[Part of a data file]
------------------------------
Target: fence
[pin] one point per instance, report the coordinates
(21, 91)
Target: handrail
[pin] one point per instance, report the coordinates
------------------------------
▸ **EXERCISE DIRECTIONS**: Duplicate the listing above line for line, changing nothing.

▸ **THE SOLUTION**:
Target: fence
[pin] one point per instance, report the coordinates
(21, 91)
Target: handrail
[pin] one point per instance, report the coordinates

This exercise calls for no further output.